Exercise requirements:
Print the line that contains "Target: denim jacket" and every line that follows it in the data below, ending with the final line; include nothing else.

+++

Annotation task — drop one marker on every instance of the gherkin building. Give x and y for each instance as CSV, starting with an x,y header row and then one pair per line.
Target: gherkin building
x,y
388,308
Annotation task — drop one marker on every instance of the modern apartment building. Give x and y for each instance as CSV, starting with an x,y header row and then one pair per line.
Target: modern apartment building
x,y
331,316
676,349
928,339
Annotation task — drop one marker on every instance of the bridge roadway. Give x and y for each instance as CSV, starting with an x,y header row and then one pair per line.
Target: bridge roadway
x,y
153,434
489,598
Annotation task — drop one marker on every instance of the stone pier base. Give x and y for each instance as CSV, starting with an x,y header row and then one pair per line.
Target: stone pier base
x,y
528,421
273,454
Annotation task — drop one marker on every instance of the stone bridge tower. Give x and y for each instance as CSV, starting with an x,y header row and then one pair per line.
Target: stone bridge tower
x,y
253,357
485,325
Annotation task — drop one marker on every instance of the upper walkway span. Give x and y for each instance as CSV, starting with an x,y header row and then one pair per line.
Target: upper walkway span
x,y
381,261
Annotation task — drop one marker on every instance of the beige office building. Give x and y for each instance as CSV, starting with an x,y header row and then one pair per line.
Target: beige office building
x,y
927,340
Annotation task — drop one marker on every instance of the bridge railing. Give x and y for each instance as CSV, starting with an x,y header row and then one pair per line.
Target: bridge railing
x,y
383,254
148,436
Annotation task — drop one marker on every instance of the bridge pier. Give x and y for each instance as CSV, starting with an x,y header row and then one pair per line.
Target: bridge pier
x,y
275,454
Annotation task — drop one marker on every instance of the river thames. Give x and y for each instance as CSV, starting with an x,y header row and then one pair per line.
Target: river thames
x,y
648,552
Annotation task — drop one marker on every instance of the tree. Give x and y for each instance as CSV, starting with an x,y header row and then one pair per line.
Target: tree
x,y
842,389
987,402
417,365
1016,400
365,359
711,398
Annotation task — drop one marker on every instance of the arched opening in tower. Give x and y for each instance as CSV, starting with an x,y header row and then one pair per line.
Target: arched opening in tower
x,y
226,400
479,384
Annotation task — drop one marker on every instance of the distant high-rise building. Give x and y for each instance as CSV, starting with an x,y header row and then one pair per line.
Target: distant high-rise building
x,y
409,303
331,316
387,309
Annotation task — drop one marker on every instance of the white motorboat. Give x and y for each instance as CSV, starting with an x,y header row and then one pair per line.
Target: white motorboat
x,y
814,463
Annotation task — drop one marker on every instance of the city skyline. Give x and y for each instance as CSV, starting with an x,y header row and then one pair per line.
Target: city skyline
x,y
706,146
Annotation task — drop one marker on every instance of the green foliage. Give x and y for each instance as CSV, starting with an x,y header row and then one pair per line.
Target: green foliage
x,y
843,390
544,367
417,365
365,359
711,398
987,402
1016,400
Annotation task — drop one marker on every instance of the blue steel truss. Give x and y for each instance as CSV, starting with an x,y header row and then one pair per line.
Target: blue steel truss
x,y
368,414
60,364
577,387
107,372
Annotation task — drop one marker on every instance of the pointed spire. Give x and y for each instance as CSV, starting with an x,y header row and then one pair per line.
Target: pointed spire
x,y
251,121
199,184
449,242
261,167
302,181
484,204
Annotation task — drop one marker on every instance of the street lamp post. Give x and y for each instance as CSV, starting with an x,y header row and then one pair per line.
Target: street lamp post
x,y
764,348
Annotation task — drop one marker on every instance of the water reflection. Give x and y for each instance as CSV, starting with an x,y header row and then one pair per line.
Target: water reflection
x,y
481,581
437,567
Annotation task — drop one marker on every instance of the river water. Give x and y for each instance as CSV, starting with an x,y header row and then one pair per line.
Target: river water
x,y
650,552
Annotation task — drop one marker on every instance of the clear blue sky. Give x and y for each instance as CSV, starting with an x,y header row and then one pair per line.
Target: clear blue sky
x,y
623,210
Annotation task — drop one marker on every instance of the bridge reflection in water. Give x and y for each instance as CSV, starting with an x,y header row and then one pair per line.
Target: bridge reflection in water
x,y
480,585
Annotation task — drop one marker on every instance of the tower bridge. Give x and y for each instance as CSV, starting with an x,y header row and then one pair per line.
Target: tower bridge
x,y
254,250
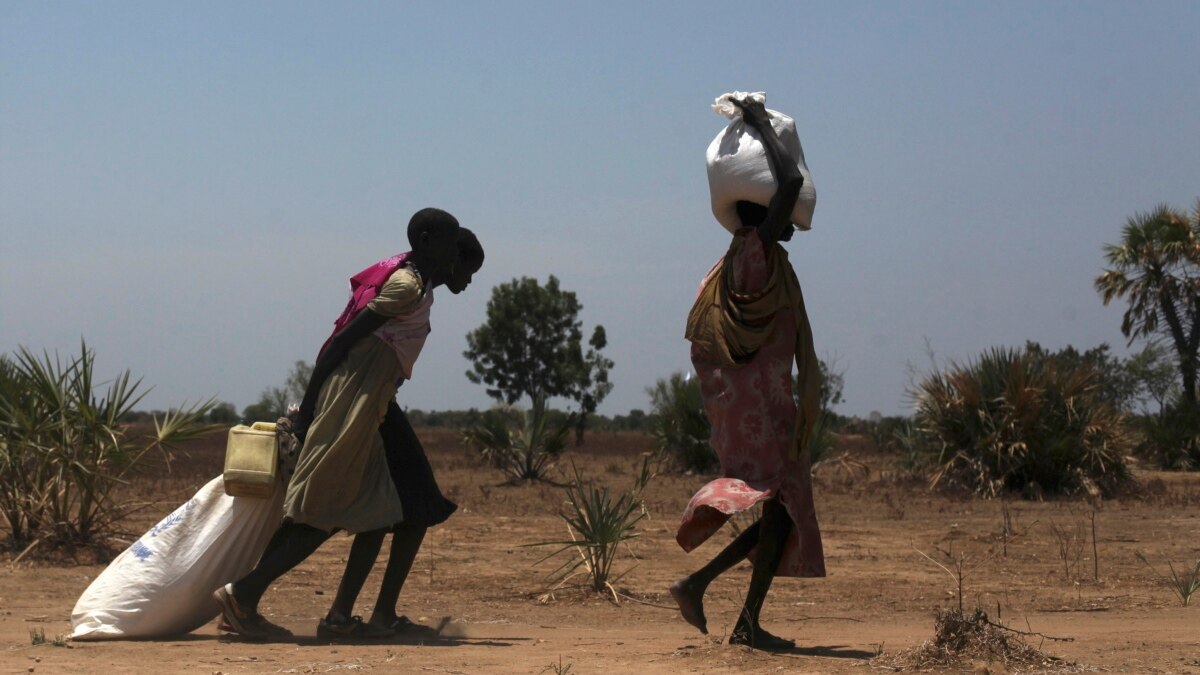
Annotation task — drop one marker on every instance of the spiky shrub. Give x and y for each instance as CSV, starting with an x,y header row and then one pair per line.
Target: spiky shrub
x,y
1185,584
522,444
1020,423
64,449
598,523
681,429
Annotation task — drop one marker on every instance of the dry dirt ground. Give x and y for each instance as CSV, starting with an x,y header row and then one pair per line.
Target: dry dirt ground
x,y
876,604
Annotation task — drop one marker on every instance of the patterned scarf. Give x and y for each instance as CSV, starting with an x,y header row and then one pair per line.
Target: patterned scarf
x,y
731,327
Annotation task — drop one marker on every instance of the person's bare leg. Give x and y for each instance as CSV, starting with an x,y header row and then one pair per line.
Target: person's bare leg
x,y
777,525
406,542
364,553
689,591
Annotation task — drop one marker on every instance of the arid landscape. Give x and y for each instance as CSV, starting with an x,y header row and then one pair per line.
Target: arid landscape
x,y
1066,574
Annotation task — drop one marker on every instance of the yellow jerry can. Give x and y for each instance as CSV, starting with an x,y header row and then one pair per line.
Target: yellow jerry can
x,y
252,460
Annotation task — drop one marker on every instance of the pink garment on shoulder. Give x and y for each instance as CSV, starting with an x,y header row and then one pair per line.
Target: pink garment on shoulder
x,y
364,287
753,416
406,334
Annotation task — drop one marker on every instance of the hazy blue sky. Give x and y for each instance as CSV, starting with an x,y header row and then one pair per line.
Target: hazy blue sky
x,y
189,186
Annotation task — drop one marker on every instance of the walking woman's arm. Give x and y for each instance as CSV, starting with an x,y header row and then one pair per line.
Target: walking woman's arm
x,y
783,166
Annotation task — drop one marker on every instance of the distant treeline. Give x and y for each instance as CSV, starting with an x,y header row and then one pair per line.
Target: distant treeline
x,y
636,419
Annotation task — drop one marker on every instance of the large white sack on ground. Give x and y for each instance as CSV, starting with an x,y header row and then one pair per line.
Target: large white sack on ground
x,y
738,168
162,585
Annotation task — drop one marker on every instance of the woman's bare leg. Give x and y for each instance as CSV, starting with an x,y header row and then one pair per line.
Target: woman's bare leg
x,y
689,591
364,553
777,525
406,541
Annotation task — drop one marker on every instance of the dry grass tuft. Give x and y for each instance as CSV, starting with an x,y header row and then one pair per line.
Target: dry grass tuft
x,y
970,639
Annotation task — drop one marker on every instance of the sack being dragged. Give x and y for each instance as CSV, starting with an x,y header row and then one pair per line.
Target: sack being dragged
x,y
162,585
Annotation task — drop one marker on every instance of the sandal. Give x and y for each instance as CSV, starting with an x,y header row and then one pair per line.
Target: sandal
x,y
406,626
245,622
760,639
335,627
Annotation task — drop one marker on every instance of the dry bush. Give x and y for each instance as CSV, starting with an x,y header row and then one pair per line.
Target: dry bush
x,y
1019,422
961,639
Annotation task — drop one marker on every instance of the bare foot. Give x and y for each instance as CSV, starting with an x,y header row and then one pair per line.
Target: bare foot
x,y
691,603
759,638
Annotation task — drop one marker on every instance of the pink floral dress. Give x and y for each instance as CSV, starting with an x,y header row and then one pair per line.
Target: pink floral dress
x,y
753,414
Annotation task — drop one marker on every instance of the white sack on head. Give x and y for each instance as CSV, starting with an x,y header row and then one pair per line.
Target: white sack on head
x,y
738,168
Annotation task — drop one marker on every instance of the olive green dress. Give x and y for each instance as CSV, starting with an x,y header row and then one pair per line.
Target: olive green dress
x,y
341,481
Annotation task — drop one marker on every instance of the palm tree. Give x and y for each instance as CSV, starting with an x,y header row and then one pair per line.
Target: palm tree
x,y
1156,268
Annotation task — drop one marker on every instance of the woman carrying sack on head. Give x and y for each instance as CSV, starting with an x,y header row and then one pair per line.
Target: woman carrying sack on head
x,y
747,327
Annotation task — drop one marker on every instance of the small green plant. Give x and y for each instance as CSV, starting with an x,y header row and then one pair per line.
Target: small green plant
x,y
598,523
1183,584
64,447
681,429
523,446
558,668
1071,541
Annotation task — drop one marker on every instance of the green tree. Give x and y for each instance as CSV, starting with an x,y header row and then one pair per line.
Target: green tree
x,y
532,345
1115,382
1155,371
1156,268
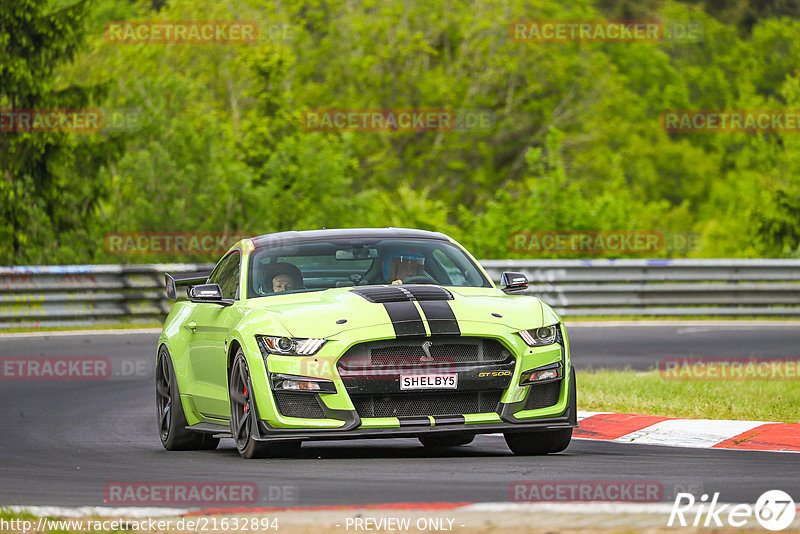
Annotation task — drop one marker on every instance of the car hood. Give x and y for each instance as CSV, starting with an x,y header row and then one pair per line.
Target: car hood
x,y
332,311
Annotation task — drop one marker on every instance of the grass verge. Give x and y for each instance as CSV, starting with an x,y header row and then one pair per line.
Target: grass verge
x,y
647,393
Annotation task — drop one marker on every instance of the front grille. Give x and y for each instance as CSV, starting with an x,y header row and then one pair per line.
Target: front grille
x,y
415,404
543,395
295,405
410,354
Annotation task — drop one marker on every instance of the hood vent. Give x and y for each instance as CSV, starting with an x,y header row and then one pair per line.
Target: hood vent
x,y
383,294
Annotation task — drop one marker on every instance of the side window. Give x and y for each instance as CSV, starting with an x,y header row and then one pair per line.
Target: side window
x,y
456,275
227,275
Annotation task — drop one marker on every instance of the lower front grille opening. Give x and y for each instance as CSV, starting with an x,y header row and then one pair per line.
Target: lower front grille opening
x,y
543,395
416,404
294,405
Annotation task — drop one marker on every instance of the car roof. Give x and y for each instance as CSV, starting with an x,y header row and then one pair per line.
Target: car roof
x,y
304,236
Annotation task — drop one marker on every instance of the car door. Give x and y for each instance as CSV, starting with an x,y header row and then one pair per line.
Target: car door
x,y
210,325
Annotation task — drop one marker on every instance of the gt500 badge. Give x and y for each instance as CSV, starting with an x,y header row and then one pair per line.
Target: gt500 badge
x,y
494,373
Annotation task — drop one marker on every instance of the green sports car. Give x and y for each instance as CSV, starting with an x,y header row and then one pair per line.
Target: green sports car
x,y
359,333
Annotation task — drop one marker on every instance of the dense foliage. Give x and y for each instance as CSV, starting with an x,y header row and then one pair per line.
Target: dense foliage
x,y
215,142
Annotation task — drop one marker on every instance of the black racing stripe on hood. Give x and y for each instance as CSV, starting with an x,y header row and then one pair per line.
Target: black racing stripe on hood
x,y
405,318
440,316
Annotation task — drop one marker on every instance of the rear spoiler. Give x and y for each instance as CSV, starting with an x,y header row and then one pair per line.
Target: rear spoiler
x,y
172,281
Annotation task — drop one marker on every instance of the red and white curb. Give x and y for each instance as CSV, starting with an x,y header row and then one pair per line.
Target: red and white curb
x,y
694,433
495,515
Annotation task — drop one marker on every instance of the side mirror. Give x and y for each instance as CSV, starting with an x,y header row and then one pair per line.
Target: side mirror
x,y
510,282
208,294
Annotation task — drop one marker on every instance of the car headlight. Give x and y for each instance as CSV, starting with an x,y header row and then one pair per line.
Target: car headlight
x,y
289,346
539,337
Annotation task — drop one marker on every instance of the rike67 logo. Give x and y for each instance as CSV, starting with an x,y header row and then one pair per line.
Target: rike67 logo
x,y
774,510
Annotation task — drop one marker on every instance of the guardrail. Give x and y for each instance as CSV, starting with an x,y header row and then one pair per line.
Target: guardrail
x,y
77,295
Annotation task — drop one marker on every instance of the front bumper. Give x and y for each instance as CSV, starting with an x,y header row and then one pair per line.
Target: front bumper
x,y
415,426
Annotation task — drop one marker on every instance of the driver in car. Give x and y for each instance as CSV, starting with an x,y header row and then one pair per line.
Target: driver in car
x,y
280,277
404,267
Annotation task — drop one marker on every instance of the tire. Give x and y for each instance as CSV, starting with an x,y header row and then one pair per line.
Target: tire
x,y
538,443
169,409
437,441
244,418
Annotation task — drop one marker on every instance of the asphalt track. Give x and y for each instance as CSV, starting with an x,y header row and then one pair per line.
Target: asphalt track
x,y
62,442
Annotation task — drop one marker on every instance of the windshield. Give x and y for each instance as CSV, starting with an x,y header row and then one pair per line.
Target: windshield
x,y
322,265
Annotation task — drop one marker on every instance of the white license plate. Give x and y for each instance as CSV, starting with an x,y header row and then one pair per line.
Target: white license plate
x,y
449,381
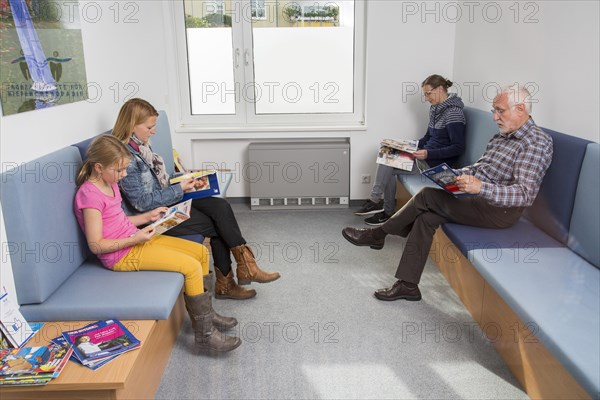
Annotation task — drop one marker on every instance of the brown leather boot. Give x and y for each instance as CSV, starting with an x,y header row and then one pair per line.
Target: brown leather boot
x,y
206,336
247,269
226,288
220,322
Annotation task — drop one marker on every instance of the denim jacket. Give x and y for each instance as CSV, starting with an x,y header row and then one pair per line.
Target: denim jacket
x,y
141,188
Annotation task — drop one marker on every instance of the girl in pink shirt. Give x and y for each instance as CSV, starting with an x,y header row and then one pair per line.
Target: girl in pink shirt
x,y
121,246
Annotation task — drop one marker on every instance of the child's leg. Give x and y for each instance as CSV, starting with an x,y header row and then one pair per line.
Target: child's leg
x,y
164,253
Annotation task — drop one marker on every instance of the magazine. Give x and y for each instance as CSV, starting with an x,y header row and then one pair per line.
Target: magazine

+++

Reply:
Target: denim jacket
x,y
141,188
Annotation task — drop one marker on every instance of the girl in pink shirt. Give x and y for each instance as CSV, starting with an x,y header row and then one pair per line.
Target: girl in pink shirt
x,y
121,246
Annotation task — drop one marker on every instance of the child's leg. Give x and y for each instance as CSV, starting with an x,y header row and then one pair per line.
Target: child's leg
x,y
164,253
Annotation task — drop one marker on every instance of the magazine. Give x and y for each instance as CSV, starting with an x,y header row and then one pair per line.
Target: magazine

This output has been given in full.